Question

a,b and c are positive real numbers greater than or equal to 1 satisfying abc=100, and [a^(log a)]*[b^(log b)]*[c^(log c)]≥10000. What is the value of a+b+c?

Answer 1

well, i think you're just gonna have to do a lot of substitution

Answer 2

this is in brilliant :)

Answer 3

yep that makes sense. but how do I solve the part that requires log? :/

Answer 4

Lol this Reminds me of number 5 on the 2013 Part II AIME.

Answer 5

Pretty easy problem, think about it.

Answer 6

nah sorry I haven't covered logarithm in my syllabus, and though I read up on it, it didnt really work out :) thanks anyways!

Answer 7

Note the following:\[\bf abc=100 \implies \log(a)+\log(b)+\log(c)=2\]Whereever the base isn't given, assume it to be 10.

◆ THINGS TO DO ◆
a – In the forum thread above, turn the paragraph beginning "a,b and c are positive real numbers" into a short list that keeps its conditions and what it asks for.
b – In Answer 7 of the forum thread, what base should be assumed for a logarithm whose base isn't given?

◆ SUPPLIED INFORMATION ◆
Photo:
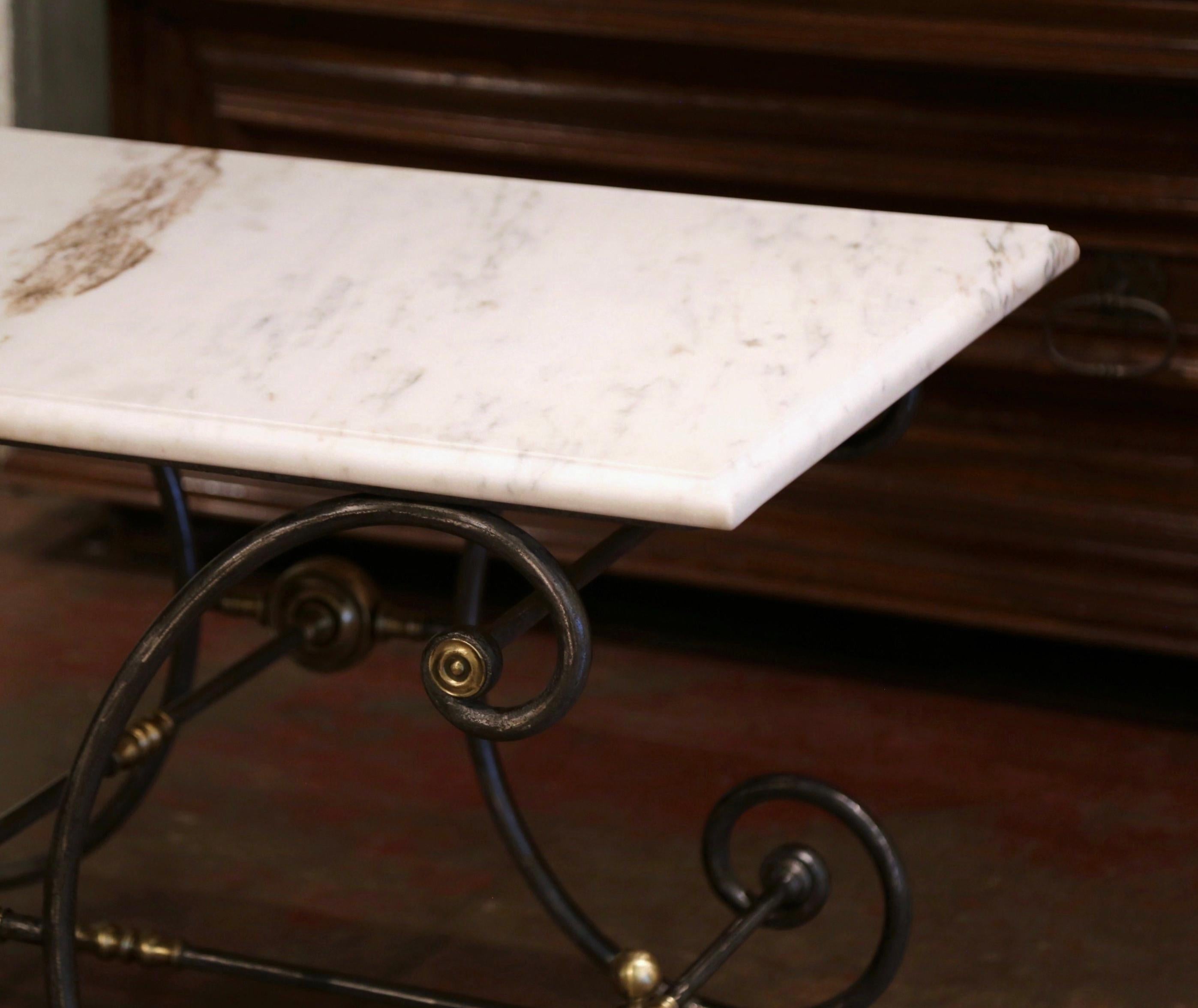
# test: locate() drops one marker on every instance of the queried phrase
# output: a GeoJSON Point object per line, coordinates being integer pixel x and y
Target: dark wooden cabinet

◆ RESPONSES BY TASK ◆
a –
- a, b and c are positive real numbers, each greater than or equal to 1.
- abc = 100.
- [a^(log a)]·[b^(log b)]·[c^(log c)] ≥ 10000.
- Find the value of a + b + c.

b – Base 10.